## GIVEN INSTRUCTION 1:
In the passage on Brazilian economic policy at the end of the 1990s, name every factor said to have combined to create an environment favorable to financial interests but damaging to industrial interests.
## GIVEN INSTRUCTION 2:
Repeat word for word the part of the passage on Brazilian economic policy that begins at the words "This split became" and ends after "revitalize Brazilian industry.".

Start of TEXT SEGMENT

This scenario changed at the end of the 1990s, when the first indications of a split in the consensus appeared. Such consensus had certainly served as political support for Fernando Henrique Cardosos first term of office as president. The splits in the main coalition took place at different levels. Within the government circle, the liberal-developmental tendency was strengthened under the leadership of important personalities, such as minister Luiz Carlos Mendonça de Barros. Within the business sector, we could also see an important split in the support of liberal policies by the business class as a whole.
This split became public during the electoral year of 1998, when the proposal of re-election of the president in office was being discussed, besides the debate on the need for a redefinition of economic orientation. Criticism was led by two important business associations, Fiesp and Iedi (Institute of Studies for Industrial Development) and by a recently formed group made up of eight business organizations Movimento Compete Brasil, conforming a joint resistance effort for the first time. Despite the differences among each of these segments, there was an agreement on the redefinition of priorities in favor of resuming development and adopting an industrial policy to help revitalize Brazilian industry.
A new conjuncture was now taking shape, with the idea that economic stability alone was not enough, and that drastic changes in economic policy would be necessary in the long term. The indiscriminate opening of the market, high interest rates and over-valuation of the domestic currency all combined to create a very favorable environment for financial interests but damaging to industrial interests. These factors gave privilege to foreign capital but were detrimental to domestic capital, which had a negative effect on the economy by causing stagnation and high rates of unemployment. From this point of view, conditions for permanent policies of stabilization as an exclusive and absolute priority of the government would be depleted. The unilateral concern about controlling inflation, linked to the fiscal adjustment at any cost, brought the country to a stalemate, as growth stagnated and any strategy of sustained development was not feasible under the circumstances. Besides, there was no institutional instance in the government where these proposals could be argued and put forward as the central ideas for the expected change.

End of TEXT SEGMENT
Start of EXTRACTED INFORMATION

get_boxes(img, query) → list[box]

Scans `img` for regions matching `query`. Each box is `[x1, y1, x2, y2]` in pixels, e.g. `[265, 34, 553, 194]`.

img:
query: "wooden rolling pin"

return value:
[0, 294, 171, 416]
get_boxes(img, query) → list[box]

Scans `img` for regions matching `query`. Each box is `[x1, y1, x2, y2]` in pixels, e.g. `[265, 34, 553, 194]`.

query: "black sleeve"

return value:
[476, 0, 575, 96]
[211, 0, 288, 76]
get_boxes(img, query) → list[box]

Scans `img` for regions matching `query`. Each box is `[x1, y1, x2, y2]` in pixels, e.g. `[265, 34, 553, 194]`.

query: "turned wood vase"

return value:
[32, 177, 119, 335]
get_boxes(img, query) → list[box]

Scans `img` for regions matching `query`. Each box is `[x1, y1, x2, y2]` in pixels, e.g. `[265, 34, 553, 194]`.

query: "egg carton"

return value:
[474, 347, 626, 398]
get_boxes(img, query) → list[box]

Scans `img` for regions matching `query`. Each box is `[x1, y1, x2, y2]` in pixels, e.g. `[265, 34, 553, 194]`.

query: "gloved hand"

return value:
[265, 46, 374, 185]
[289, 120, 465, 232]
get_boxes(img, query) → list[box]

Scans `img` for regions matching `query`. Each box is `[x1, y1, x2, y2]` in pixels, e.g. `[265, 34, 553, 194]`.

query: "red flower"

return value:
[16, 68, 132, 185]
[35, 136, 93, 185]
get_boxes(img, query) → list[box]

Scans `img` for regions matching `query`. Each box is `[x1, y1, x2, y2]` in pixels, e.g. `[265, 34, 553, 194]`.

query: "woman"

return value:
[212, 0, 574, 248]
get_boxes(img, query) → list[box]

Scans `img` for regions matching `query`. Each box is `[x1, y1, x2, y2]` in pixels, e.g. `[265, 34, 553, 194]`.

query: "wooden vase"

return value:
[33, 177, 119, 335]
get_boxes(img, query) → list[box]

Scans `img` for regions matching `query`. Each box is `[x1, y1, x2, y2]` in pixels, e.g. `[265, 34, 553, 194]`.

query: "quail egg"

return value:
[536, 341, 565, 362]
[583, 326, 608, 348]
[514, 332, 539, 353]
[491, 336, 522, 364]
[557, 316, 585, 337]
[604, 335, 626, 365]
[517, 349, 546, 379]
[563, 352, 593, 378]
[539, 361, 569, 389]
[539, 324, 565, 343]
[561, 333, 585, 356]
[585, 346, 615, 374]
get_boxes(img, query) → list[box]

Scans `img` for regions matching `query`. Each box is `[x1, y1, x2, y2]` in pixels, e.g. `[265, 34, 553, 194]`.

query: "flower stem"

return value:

End of EXTRACTED INFORMATION

## EXPECTED ANSWER 1:
- The indiscriminate opening of the market
- High interest rates
- Over-valuation of the domestic currency

## EXPECTED ANSWER 2:
This split became public during the electoral year of 1998, when the proposal of re-election of the president in office was being discussed, besides the debate on the need for a redefinition of economic orientation. Criticism was led by two important business associations, Fiesp and Iedi (Institute of Studies for Industrial Development) and by a recently formed group made up of eight business organizations Movimento Compete Brasil, conforming a joint resistance effort for the first time. Despite the differences among each of these segments, there was an agreement on the redefinition of priorities in favor of resuming development and adopting an industrial policy to help revitalize Brazilian industry.